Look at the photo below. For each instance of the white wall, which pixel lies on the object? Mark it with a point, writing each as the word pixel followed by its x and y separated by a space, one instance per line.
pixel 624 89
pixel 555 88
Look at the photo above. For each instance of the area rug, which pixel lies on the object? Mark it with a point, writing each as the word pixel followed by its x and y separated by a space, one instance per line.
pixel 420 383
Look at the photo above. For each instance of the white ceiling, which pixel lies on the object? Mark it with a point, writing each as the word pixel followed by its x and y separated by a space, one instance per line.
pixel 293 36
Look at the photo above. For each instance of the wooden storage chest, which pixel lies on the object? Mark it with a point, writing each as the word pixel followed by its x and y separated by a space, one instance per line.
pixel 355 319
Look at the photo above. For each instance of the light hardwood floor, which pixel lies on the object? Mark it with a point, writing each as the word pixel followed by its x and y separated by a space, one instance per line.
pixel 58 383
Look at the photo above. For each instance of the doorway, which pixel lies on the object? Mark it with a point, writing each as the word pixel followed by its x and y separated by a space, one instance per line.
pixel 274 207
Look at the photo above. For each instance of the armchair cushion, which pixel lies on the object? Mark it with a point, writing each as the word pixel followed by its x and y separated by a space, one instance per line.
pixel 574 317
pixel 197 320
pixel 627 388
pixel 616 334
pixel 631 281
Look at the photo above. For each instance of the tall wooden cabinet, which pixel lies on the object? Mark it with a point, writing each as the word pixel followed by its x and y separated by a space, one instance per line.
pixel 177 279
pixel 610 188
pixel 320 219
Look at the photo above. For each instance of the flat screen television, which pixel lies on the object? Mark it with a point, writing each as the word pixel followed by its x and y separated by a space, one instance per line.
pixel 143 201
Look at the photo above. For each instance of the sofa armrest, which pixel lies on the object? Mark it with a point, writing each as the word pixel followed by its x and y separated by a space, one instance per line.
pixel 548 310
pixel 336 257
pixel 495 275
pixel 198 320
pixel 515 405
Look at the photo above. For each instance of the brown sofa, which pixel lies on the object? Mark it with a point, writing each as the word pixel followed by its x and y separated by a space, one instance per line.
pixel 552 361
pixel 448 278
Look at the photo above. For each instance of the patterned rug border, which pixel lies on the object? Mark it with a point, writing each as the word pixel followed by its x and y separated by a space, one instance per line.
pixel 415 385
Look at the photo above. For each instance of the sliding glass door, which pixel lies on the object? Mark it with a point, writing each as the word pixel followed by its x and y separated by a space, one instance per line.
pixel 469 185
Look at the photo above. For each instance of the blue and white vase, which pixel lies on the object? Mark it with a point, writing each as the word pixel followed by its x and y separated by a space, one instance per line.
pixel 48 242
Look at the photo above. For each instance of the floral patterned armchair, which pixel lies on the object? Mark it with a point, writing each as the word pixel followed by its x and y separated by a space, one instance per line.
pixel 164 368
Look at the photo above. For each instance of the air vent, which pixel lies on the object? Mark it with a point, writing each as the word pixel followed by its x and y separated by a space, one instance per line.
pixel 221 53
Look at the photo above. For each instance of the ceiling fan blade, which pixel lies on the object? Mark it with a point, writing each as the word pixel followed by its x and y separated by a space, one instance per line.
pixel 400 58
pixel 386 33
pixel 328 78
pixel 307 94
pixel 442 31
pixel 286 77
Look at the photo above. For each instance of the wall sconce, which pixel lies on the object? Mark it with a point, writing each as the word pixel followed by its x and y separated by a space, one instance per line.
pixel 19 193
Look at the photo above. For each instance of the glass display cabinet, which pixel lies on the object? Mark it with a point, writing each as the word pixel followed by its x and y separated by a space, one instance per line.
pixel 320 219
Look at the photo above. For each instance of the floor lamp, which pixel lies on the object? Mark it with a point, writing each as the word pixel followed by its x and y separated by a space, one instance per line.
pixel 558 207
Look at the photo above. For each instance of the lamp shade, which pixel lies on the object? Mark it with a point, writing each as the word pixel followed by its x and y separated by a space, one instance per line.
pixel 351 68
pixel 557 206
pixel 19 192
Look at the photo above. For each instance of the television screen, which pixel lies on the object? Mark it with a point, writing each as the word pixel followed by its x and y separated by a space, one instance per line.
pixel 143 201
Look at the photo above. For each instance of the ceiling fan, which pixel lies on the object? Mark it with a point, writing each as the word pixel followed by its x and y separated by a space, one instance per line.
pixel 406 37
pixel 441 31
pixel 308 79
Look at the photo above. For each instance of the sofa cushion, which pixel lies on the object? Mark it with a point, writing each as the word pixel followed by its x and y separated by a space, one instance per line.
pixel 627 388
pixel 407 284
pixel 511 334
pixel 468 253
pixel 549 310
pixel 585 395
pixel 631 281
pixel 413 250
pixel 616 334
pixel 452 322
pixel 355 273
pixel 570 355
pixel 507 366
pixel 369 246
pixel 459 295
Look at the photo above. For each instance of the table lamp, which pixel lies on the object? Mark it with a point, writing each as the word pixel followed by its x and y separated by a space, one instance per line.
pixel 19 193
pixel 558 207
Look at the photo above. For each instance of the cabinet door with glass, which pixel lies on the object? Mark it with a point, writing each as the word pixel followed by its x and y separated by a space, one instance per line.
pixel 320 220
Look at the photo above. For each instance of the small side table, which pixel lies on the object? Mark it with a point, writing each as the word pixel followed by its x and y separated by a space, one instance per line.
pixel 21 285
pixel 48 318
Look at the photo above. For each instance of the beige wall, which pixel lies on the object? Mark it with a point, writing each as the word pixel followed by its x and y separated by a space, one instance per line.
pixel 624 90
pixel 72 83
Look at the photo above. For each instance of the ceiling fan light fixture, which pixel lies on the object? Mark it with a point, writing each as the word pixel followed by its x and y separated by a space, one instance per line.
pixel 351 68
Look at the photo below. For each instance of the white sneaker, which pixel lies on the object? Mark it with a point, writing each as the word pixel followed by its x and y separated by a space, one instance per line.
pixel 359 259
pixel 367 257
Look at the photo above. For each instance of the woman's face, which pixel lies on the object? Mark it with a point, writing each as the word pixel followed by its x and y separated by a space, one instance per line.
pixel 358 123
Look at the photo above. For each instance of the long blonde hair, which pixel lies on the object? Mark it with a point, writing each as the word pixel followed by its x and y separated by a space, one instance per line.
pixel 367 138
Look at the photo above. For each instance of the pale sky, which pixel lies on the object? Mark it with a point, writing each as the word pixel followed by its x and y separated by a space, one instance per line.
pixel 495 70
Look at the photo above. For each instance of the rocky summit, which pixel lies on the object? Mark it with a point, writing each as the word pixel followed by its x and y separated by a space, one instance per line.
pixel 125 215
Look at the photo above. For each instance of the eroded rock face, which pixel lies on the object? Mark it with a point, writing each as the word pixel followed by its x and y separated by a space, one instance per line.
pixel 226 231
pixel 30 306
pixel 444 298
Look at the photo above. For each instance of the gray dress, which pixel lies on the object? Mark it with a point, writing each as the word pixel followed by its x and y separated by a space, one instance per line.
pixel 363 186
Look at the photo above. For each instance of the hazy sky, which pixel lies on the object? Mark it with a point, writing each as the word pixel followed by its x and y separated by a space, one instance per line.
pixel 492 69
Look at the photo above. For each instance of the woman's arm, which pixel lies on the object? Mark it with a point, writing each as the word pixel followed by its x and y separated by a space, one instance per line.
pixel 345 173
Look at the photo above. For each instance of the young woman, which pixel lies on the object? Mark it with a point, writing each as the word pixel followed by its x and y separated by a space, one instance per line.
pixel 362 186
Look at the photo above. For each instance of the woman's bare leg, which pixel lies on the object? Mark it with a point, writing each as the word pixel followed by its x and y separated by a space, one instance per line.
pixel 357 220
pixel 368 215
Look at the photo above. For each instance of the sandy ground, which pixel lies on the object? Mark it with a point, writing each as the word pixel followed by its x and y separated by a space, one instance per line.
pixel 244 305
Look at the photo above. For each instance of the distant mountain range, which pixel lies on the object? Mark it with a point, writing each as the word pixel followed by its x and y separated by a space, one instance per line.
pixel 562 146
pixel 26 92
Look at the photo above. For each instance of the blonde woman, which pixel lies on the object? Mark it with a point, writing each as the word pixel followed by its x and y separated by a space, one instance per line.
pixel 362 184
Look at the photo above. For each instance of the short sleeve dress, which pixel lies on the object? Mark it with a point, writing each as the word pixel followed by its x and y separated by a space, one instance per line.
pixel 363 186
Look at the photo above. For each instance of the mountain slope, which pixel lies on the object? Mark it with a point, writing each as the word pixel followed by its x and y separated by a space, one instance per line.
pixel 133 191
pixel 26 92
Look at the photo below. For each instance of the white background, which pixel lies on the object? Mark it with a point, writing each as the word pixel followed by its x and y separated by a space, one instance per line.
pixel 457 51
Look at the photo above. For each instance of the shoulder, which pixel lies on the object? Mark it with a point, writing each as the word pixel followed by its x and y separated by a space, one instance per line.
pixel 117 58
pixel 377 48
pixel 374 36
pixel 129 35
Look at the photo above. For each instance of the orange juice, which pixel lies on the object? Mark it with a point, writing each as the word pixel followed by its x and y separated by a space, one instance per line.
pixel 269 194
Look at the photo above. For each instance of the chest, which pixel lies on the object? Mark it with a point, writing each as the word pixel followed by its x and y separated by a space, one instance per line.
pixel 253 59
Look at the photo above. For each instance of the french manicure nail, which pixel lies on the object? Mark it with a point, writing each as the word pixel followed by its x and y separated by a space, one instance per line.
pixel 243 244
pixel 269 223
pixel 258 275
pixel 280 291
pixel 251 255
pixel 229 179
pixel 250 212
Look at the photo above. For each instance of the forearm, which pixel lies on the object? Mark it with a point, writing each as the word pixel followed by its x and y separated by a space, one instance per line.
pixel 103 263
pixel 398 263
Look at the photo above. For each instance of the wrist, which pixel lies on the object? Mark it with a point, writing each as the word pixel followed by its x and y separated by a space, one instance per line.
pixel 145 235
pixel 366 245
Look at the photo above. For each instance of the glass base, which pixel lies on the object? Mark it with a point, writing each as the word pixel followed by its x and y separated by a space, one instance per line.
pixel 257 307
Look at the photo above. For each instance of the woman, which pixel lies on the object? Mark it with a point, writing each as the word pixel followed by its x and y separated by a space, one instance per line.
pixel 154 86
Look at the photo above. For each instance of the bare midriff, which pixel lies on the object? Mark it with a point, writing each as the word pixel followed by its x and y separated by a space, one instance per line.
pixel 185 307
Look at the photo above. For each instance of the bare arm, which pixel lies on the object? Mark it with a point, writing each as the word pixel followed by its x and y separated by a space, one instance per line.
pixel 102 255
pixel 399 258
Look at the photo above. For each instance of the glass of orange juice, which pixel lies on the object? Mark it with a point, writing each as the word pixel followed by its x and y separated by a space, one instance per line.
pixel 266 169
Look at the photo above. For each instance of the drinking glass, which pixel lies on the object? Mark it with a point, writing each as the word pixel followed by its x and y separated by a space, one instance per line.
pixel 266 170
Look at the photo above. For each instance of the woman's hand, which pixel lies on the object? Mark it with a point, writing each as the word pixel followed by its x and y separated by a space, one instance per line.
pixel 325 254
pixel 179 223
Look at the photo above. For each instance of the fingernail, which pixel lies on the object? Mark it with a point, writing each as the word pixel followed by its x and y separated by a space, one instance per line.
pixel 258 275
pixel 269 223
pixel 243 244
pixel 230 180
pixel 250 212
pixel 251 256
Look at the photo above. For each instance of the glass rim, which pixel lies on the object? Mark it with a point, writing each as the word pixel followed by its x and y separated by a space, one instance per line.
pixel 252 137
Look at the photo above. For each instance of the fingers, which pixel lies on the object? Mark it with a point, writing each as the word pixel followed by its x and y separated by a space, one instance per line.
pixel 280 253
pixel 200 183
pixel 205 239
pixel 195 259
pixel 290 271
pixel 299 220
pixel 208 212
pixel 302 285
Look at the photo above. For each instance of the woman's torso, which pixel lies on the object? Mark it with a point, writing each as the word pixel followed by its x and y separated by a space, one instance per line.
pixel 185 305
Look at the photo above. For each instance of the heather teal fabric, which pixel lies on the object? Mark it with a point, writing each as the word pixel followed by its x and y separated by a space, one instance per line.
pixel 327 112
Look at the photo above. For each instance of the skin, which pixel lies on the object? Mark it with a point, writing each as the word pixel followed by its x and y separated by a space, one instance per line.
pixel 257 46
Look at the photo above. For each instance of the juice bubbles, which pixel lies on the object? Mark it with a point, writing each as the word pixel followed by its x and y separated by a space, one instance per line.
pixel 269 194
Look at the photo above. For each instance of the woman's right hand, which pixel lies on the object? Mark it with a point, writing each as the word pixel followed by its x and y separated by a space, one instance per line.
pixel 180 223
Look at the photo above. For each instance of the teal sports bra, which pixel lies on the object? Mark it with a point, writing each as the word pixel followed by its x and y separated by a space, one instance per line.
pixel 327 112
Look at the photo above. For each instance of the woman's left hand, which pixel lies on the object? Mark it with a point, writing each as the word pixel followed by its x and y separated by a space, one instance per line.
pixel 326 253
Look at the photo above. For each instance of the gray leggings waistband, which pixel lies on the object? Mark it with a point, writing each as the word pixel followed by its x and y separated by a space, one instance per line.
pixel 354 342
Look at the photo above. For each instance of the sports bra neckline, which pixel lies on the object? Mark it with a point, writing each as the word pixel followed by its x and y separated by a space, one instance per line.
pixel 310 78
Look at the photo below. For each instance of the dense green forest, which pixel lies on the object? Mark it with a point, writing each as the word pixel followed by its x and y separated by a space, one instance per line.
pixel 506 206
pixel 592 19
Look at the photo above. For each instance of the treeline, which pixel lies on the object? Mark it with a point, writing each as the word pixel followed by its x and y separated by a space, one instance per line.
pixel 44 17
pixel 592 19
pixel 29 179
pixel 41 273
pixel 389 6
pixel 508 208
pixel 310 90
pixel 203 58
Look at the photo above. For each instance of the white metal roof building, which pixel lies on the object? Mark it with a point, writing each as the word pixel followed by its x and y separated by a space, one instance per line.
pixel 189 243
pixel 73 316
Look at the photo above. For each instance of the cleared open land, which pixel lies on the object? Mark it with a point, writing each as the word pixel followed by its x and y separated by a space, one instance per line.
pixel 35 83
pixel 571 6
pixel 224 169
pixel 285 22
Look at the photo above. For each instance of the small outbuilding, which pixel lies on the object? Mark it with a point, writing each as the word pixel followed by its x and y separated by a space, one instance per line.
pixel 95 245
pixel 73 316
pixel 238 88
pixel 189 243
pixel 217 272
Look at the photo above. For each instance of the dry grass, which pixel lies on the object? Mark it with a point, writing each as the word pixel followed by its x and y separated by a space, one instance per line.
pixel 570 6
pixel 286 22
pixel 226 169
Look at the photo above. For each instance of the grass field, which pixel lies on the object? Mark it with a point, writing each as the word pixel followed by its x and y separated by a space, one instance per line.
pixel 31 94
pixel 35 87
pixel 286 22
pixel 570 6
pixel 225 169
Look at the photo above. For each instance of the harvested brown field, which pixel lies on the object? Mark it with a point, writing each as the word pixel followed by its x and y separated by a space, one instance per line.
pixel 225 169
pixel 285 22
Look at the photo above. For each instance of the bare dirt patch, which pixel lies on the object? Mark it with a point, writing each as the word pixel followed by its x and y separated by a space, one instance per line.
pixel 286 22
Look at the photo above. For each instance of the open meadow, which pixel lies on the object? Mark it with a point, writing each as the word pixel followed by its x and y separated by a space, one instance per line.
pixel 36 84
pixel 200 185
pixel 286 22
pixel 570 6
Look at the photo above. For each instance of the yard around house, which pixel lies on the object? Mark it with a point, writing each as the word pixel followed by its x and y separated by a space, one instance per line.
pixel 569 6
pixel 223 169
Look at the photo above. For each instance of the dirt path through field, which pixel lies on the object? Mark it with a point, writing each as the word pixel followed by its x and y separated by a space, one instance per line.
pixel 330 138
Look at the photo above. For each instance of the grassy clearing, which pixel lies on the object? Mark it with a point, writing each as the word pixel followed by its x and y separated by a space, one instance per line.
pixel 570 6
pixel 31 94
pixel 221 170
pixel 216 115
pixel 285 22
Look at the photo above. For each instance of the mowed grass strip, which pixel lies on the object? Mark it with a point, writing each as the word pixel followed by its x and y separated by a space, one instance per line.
• • • •
_TO DO_
Set down the records above word for word, from their first line through the line that contains "pixel 274 207", including both of those lines and nothing beyond them.

_SOLUTION BELOW_
Look at the photo below. For each instance of the white wall, which pixel lies on the object? Mark it with a point, writing each as the word pixel followed by its x and y separated by a space, one instance per line.
pixel 624 89
pixel 555 88
Look at the photo above. For each instance of the area rug, which pixel lies on the object? Mark it with a point, writing each as the word pixel followed by its x and y separated by a space, one instance per line.
pixel 420 383
Look at the photo above. For each instance of the white ceiling, which pixel lies on the object? Mark it with a point, writing each as the word pixel followed by its x and y separated by a space, one instance per line.
pixel 293 36
Look at the photo above. For each instance of the wooden storage chest, which pixel lies on the object? Mark it with a point, writing each as the word pixel followed by its x and y separated by a space, one instance per line.
pixel 355 319
Look at the photo above. For each instance of the light hardwood floor, which pixel lies on the object? Mark it with a point, writing each as the word pixel followed by its x and y separated by a space, one instance per line.
pixel 58 383
Look at the photo above. For each instance of the doorway, which pixel lies on the object? Mark it with a point, writing each as the word pixel followed by its x and y separated by a space, one instance per line.
pixel 274 207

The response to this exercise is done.